* [Work required]
Transcribe every entry word for word, but skip the images.

* [Entries shown]
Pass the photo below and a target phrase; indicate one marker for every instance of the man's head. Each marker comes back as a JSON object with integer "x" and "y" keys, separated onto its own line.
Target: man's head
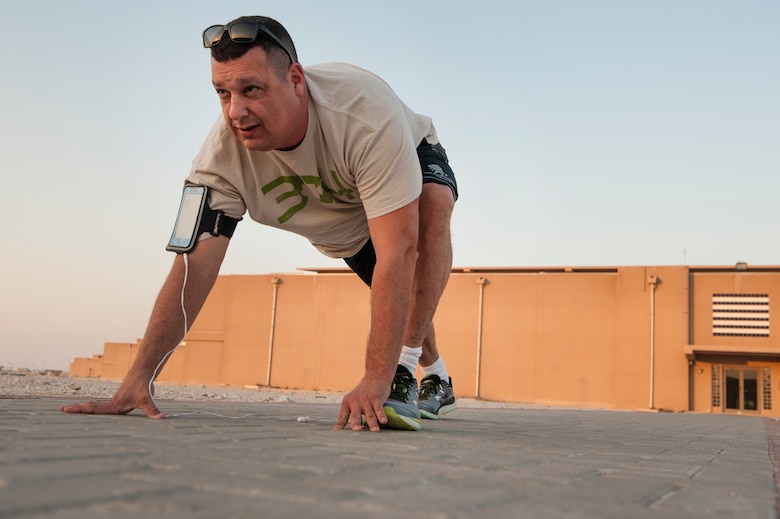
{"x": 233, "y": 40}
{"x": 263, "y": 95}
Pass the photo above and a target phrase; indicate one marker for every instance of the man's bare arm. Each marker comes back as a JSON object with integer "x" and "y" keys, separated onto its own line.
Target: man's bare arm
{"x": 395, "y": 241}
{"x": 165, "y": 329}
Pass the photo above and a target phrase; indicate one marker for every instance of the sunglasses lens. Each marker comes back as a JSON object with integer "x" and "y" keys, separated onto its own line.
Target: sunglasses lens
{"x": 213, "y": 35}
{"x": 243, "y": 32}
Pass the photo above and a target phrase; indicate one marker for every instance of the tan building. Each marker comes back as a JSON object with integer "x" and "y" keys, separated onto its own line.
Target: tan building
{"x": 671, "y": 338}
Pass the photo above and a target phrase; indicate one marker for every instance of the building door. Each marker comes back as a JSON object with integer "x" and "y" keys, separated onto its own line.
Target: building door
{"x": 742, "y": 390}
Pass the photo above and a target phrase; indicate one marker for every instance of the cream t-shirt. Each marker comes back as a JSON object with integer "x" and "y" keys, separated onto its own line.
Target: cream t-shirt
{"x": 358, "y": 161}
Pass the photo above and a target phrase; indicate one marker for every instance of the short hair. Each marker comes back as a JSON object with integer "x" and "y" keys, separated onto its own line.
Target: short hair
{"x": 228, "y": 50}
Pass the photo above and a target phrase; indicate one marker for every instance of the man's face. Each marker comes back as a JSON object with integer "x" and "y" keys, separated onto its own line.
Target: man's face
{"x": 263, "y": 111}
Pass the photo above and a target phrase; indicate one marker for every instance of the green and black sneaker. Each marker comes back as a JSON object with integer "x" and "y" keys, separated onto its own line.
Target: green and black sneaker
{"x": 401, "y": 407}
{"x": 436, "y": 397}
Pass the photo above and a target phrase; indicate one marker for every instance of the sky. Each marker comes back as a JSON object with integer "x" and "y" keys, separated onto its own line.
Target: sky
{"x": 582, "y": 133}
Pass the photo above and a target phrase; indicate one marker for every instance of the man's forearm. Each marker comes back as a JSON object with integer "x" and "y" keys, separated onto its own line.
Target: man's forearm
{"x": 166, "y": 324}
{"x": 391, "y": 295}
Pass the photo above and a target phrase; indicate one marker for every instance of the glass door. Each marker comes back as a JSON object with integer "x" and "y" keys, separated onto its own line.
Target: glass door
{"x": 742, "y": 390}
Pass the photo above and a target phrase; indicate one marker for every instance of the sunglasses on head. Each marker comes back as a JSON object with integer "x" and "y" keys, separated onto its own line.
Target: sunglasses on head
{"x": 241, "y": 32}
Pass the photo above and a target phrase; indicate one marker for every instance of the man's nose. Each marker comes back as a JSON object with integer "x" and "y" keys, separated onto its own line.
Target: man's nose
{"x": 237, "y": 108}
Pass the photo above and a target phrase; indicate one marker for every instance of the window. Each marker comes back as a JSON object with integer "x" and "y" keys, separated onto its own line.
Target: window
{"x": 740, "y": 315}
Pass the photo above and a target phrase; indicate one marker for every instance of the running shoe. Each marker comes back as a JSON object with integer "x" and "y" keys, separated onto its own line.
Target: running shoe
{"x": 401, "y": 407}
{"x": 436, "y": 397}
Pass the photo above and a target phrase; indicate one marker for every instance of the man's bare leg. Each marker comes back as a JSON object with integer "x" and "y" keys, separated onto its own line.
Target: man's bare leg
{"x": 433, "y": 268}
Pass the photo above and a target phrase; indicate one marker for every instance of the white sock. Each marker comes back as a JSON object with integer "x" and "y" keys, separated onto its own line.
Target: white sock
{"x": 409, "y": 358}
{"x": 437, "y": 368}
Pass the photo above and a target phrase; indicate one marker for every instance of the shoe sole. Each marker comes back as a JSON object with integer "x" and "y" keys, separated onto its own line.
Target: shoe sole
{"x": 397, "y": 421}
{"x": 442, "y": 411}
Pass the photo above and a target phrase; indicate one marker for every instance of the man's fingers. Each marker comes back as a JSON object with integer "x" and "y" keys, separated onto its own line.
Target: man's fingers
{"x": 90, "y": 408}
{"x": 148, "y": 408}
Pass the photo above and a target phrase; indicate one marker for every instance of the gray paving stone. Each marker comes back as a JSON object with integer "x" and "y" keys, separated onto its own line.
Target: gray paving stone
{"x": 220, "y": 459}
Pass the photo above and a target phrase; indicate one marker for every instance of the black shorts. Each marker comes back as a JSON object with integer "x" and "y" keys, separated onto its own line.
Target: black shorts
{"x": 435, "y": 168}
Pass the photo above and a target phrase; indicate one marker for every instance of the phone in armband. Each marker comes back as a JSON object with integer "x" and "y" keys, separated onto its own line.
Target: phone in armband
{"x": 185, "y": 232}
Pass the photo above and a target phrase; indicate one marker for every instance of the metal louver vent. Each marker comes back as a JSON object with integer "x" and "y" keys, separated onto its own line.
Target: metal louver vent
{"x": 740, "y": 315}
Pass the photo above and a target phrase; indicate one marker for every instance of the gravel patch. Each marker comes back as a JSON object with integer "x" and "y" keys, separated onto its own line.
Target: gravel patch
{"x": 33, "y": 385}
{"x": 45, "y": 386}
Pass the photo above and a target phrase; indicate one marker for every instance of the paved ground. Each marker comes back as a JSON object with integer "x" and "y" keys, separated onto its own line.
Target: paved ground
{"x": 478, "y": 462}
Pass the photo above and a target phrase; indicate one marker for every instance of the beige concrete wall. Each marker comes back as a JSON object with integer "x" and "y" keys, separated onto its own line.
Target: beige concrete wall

* [Complete answer]
Pass the photo below and a target phrase; indicate one marker for every instance of the man's head. Each marker comes back as a JSON object with integer "x" and "y" keys, separated onto its own line.
Target: man's head
{"x": 233, "y": 40}
{"x": 263, "y": 95}
Pass the photo above and a target phrase; indicate one marker for every instance of the man's bare arm. Each marker comes back as a JSON object with integer "x" and "y" keys, separated onto its own line.
Target: man's bare arm
{"x": 395, "y": 241}
{"x": 165, "y": 329}
Pass the photo above and a target phrase; indicate one marker for every instance of the sunglasses lens. Each marker comes back as a JSON object with integer "x" and "y" keys, separated onto its own line.
Target: sunglasses lens
{"x": 213, "y": 35}
{"x": 243, "y": 32}
Pass the photo above and a target phrase; indicate one marker for every instance of the tan building. Each marker comes back as a JSON object with integer "x" and "y" keys, separated onto its own line.
Target: tan building
{"x": 671, "y": 338}
Pass the photo above and a target phrase; indicate one marker for every instance of the building door. Each marker comes back as a JSON object with integer "x" and "y" keys, separated onto its own line.
Target: building door
{"x": 742, "y": 390}
Pass the photo above and a target phrase; indicate one marker for every instance of the cream t-shirt. Each marker comes back as a JSON object with integer "x" and "y" keys, separated onto its own line.
Target: cream t-shirt
{"x": 358, "y": 161}
Pass the photo above and a target phrase; indicate one marker for every instance of the short hair. Each marker comes back as a JSON object with integer "x" and "y" keys, separated onto its own line.
Target: short hair
{"x": 228, "y": 50}
Pass the photo above and a target phrase; indicate one marker for every instance of the man's face. Each marker comes back as a JSON object with integer "x" and "y" keys, separated onto its own line.
Target: man's face
{"x": 263, "y": 111}
Pass the photo above and a target phrase; indicate one marker for every instance of the green and black sneaker. Each marker comes back as a JSON object with integer "x" and "y" keys, separated onto its own line.
Target: green and black sneaker
{"x": 401, "y": 407}
{"x": 436, "y": 397}
Pass the photo above and a target phrase; indicate one marker for every instance of the sky. Each marker comes back as a JSON object with integer "x" and "y" keys, separated onto its own line.
Target: sky
{"x": 582, "y": 133}
Pass the photo above and a target phrase; indicate one marker for every instance of the man's forearm. Each marker comes back as a JSON object with integer "x" and "y" keys, separated onto its own line.
Target: man's forearm
{"x": 166, "y": 324}
{"x": 391, "y": 295}
Pass the photo above and a target phrase; indicate one marker for every instance of the glass door. Each marker comes back as a JSON object with integer "x" and "y" keys, separated onto its own line.
Target: glass door
{"x": 742, "y": 390}
Pass the photo above and a target phrase; indicate one marker for every instance of the sunglasses on head. Each marker comes back as a JSON object with integer "x" and "y" keys, separated onto its own line.
Target: sunglasses on head
{"x": 241, "y": 32}
Pass the photo above and a target phrase; indicate one marker for every instance of the man's nose. Each marker comes back as a JSON object with integer "x" and "y" keys, separated onto its own line.
Target: man's nose
{"x": 237, "y": 108}
Pass the photo above and a target phrase; indicate one marker for every instance of the window. Each marker comes back as a JSON object with integer "x" and "y" keys, separated onto its own line.
Target: window
{"x": 740, "y": 315}
Pass the photo above and a target phrase; indicate one marker for every instance of the running shoe. Each marker comes back as a JSON object with integer "x" and "y" keys, separated onto its own line.
Target: running shoe
{"x": 401, "y": 407}
{"x": 436, "y": 397}
Pass the photo above and a target phrase; indicate one marker for every instance of the man's bare leg. Each marker comes back as a JSON object with integer "x" and "y" keys, separated onto its own line.
Target: man's bare leg
{"x": 433, "y": 268}
Pass the photo above and a target phrase; indicate one marker for every instance of the white sock. Each marker comes back as a JSON object with integer "x" and "y" keys, separated onto its own line.
Target: white sock
{"x": 409, "y": 358}
{"x": 437, "y": 368}
Pass the photo above and a target phrase; indicate one marker for every instance of the shoe sole. Each marker comes back as a JSON object with integer "x" and "y" keys, separated onto its own line.
Target: shoe sole
{"x": 397, "y": 421}
{"x": 442, "y": 411}
Pass the photo above and a target phrase; indicate one marker for every instance of the man's fingers. Each marker comes back as a JSON object with integer "x" and "y" keys, separated onto its own line.
Target: man's fingers
{"x": 90, "y": 408}
{"x": 148, "y": 408}
Pass the photo above and a target phrase; indicate one marker for every instance of the gray paving stone. Each marker comes back as a JSON object with integer "x" and "y" keys, separated onto its own line.
Target: gray paving stone
{"x": 220, "y": 459}
Pass the photo above and a target phrase; indicate one marker for every instance of the black shorts. Each marker comes back as a JSON object with integer "x" and "y" keys, separated onto its own line.
Target: black shorts
{"x": 435, "y": 168}
Pass the photo above and a target phrase; indicate one marker for every instance of the phone in armband. Each marker comes back as a JSON object with integer "x" and "y" keys, separated onto its own line.
Target: phone in armband
{"x": 185, "y": 232}
Pass the photo above and a target phrase; indicate one marker for every instance of the metal louver vent. Each marker comes back as a JSON object with integer "x" and "y" keys, separated onto its own line.
Target: metal louver vent
{"x": 740, "y": 315}
Pass the photo above and a target phrase; indicate one marker for every instance of the gravel patch. Each marker comes back as a JSON object with integer "x" and "y" keys, separated onto its own line.
Target: gravel patch
{"x": 33, "y": 385}
{"x": 45, "y": 386}
Pass the photo above and a target phrase; indicate one marker for every instance of the paved ground. Each marker comes back as a JSON object with integer "x" and "y" keys, separated onto its own line.
Target: paved ground
{"x": 478, "y": 462}
Pass the photo above and a target phrase; indicate one marker for every instance of the beige concrete wall. Each marker comes back as a JSON object with integer "x" and "y" keys, separated onto its own line.
Target: beige concrete wall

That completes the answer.